| Text segment |
++++++

Miceli v. Martinez, No. 08-1380, 2008 WL 4279887, 2 (M.D.Pa. Sept. 15, 2008)

This exhaustion rule in federal habeas corpus proceedings is also subject to a procedural default requirement. "[A] procedural default in the administrative process bars judicial review because the reasons for requiring that prisoners challenging disciplinary actions exhaust their administrative remedies are analogous to the reasons for requiring that they exhaust their judicial remedies before challenging their convictions; thus, the effect of a failure to exhaust in either context should be similar.' Sanchez, 792 F.2d at 698. We require exhaustion for three reasons: (1) allowing the appropriate agency to develop a factual record and apply its expertise facilitates judicial review; (2) permitting agencies to grant the relief requested conserves judicial resources; and (3) providing agencies the opportunity to correct their own errors fosters administrative autonomy. Bradshaw, 682 F.2d at 1052; see also Schlesinger v. Councilman, 420 U.S. 738, 756-57, 95 S.Ct. 1300, 1312, 43 L.Ed.2d 591 (1975) (exhaustion avoids duplicative proceedings and insures that judicial review will be informed and narrowed); McKart v. United States, 395 U.S. 185, 195, 89 S.Ct. 1657, 1663, 23 L.Ed.2d 194 (1969) (circumvention of administrative process diminishes effectiveness of an agency by encouraging prisoners to ignore its procedures). Requiring petitioners to satisfy the procedural requirements of the administrative remedy process promotes each of these goals." Moscato v. Fed. Bureau of Prisons, 98 F.3d 757, 761-62 (3d Cir. 1996) For these reasons, "a federal prisoner who..., fails to exhaust his administrative remedies because of a procedural default, and subsequently finds closed all additional avenues of administrative remedy, cannot secure judicial review of his habeas claim absent a showing of cause and prejudice." Id.

This basic legal tenet applies here and is fatal to McCarthy's habeas corpus petition. With respect to his complaints in this petition McCarthy is an inmate who has failed to exhaust his remedies, and now fails to provide cause and prejudice which excuses this earlier procedural default. Therefore, McCarthy's unexhausted claims should be dismissed.

B. This Petition Fails on Its Merits

Furthermore, considered on its merits, this petition fails on substantive grounds given the deferential standard of judicial review that applies to prison disciplinary actions. Liberally construed, in this habeas petition McCarthy launches a two-fold constitutional assault upon these prison disciplinary decisions, challenging the disciplinary process generally on procedural due process grounds, and asserting that the decisions were substantively flawed since there was insufficient evidence to support a finding of misconduct on his part. Yet, McCarthy faces an exacting burden of proof in advancing these two constitutional claims.

1. Procedural Standards for DHO Hearings

First, with respect to his procedural due process concerns, it is well established that "[p]rison disciplinary proceedings are not part of a criminal prosecution, and the full panoply of rights due a defendant in such proceedings does not apply." Wolff v. McDonnell, 418 U.S. 539, 556 (1974). The Supreme Court has, however, recognized a set of minimum procedural protections that must apply to prison disciplinary proceedings, including the right to: (1) advance written notice of the disciplinary charges; (2) an opportunity, when consistent with institutional safety or correctional goals, to call witnesses and present documentary evidence as part of a defense; and (3) a written statement by the fact finder of the evidence relied on and the reasons for the disciplinary action. Id. at 563-67.

++++++

| Records supplied |
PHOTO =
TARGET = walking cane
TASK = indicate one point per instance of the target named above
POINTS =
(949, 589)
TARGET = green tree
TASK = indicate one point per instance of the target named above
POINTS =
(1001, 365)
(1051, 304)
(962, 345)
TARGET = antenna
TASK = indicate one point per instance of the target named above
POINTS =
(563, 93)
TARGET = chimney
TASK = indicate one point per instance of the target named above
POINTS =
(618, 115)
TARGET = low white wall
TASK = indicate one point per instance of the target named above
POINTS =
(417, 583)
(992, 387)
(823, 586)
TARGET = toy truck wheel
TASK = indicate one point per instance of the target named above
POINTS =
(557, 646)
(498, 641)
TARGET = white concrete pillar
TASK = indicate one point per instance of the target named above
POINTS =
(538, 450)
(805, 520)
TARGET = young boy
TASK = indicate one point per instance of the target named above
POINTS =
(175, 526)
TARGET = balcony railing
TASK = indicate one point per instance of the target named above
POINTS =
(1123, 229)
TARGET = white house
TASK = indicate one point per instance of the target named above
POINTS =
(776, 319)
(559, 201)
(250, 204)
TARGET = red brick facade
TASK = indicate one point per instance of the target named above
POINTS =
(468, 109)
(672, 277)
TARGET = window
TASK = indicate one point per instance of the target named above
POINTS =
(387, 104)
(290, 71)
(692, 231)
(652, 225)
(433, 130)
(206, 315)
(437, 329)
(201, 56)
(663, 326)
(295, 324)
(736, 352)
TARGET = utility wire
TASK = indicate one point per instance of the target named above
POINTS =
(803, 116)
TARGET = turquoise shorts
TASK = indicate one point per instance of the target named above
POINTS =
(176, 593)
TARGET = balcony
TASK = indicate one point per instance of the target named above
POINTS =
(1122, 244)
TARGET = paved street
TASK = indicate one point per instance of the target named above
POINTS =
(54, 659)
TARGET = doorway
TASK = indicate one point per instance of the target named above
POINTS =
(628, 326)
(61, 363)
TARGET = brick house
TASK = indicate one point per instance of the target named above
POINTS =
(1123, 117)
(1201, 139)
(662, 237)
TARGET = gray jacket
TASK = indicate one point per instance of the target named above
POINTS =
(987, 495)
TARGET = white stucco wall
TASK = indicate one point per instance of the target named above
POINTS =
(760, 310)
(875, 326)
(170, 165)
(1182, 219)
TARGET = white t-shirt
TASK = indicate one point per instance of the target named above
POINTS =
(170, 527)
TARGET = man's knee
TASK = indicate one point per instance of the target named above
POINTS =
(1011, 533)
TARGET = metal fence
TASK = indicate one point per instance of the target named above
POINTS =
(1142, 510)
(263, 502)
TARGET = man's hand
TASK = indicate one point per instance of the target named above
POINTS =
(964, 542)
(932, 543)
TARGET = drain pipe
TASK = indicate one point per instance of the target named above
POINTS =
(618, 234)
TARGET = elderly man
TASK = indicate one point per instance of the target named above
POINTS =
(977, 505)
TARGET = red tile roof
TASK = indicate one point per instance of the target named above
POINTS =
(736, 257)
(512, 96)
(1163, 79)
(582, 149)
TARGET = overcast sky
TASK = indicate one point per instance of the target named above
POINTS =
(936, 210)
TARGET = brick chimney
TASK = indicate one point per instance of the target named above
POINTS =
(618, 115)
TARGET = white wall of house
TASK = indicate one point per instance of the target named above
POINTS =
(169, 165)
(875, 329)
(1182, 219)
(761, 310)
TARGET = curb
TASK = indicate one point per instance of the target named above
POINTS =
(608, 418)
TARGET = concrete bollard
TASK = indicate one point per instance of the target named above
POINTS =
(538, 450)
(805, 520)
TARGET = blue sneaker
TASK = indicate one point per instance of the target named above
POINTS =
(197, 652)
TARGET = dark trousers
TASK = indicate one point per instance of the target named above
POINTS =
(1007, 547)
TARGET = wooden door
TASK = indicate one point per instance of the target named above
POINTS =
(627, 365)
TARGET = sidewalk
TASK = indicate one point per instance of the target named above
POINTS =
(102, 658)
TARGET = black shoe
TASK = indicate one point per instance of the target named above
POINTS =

++++++

| Tasks to carry out |
1 – Summarize the excerpt on prison disciplinary review in two sentences.
2 – Please transcribe the lines of the listing word for word, starting with the line with "TARGET = wooden door" and going on through the final line of the listing.
The excerpt on prison disciplinary review and the listing are independent of each other.

| Results in order |
1 – A federal prisoner who fails to exhaust administrative remedies because of a procedural default cannot obtain habeas review without showing cause and prejudice, so McCarthy's unexhausted claims should be dismissed since he failed to exhaust and shows no cause and prejudice. The petition also fails on its merits, because prison disciplinary proceedings do not carry the full rights of a criminal prosecution but must provide minimum protections: advance written notice of the charges, an opportunity to call witnesses and present documentary evidence when consistent with institutional safety or correctional goals, and a written statement of the evidence relied on and the reasons for the action.

2 –
TARGET = wooden door
TASK = indicate one point per instance of the target named above
POINTS =
(627, 365)
TARGET = sidewalk
TASK = indicate one point per instance of the target named above
POINTS =
(102, 658)
TARGET = black shoe
TASK = indicate one point per instance of the target named above
POINTS =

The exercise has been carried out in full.